▸ **TEXTE PROPOSÉ**:
Le deuxième pilier de la réforme porte sur la généralisation des allocations familiales. Lancé entre 2023 et 2024, ce programme vise à compenser les inégalités d’accès aux aides publiques pour les enfants en âge de scolarité. Il repose sur le Registre social unifié (RSU), un outil de ciblage numérique qui attribue à chaque ménage un identifiant et un score socio-économique déterminant l’éligibilité aux aides.

À la fin du mois de septembre 2024, quelque 4,18 millions de familles avaient perçu une aide sociale directe. Parmi elles, 2,36 millions ont reçu des allocations familiales, et 1,55 million ont bénéficié d’allocations forfaitaires. En parallèle, une aide exceptionnelle à la rentrée a été versée à 1,66 million d’élèves du primaire, 959.000 collégiens et 438.000 lycéens, pour un montant global de 18,54 milliards de dirhams mobilisés depuis décembre 2023.

Cette politique de soutien s’est intensifiée en 2025. En avril, le gouvernement annonçait que près de 4 millions de citoyens avaient perçu une aide directe, soit 12 millions de personnes touchées au total. Parmi elles, 5,5 millions d’enfants, plus d’un million de seniors de plus de 60 ans et plus de 420.000 veuves, dont près de 340.000 sans enfants. Depuis le lancement du programme, le montant global des aides versées dépasse les 34 milliards de dirhams.

Le troisième pilier concerne l’élargissement de la couverture retraite. Objectif affiché : intégrer d’ici fin 2025 quelque 5 millions de travailleurs actifs ne disposant d’aucune pension. Il s’agit notamment des indépendants, des agriculteurs ou des travailleurs de l’économie informelle, jusqu’ici écartés du système de retraite. Le gouvernement entend instaurer un régime national dédié aux non-salariés, avec des règles de cotisation harmonisées, afin de réduire les disparités entre les différentes couches socio-professionnelles et assurer la viabilité financière du système.

▸ **QUESTIONS DE LECTURE**:
• A. D'après le texte, sur quel outil repose le programme de généralisation des allocations familiales ?
• B. Recopiez la portion du texte qui va de « Le deuxième pilier » jusqu'à « l’éligibilité aux aides. », en remplaçant « ménage » par « foyer ».
Les items présentés ensuite forment un matériau indépendant du texte.

▸ **EXTRAIT DE DONNÉES**:
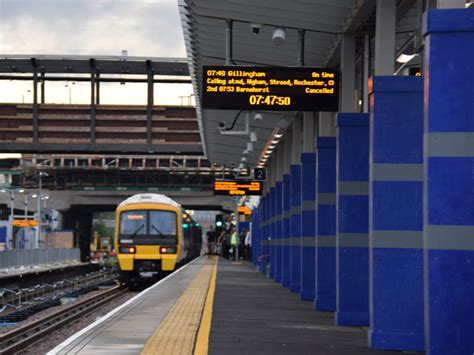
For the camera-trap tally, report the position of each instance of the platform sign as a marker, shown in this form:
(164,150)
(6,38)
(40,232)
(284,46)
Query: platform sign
(260,174)
(237,187)
(270,88)
(244,210)
(25,223)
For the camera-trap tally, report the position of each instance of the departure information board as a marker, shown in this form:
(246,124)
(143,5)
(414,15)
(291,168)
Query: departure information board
(270,88)
(237,187)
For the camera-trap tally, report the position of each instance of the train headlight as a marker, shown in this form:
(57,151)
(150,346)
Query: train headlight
(168,250)
(127,250)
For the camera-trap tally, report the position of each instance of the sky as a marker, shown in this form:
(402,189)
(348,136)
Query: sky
(146,28)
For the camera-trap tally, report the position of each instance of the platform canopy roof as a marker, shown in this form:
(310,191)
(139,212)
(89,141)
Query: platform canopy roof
(324,22)
(82,64)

▸ **RÉPONSES ATTENDUES**:
• A. Sur le Registre social unifié (RSU), un outil de ciblage numérique.

• B.
Le deuxième pilier de la réforme porte sur la généralisation des allocations familiales. Lancé entre 2023 et 2024, ce programme vise à compenser les inégalités d’accès aux aides publiques pour les enfants en âge de scolarité. Il repose sur le Registre social unifié (RSU), un outil de ciblage numérique qui attribue à chaque foyer un identifiant et un score socio-économique déterminant l’éligibilité aux aides.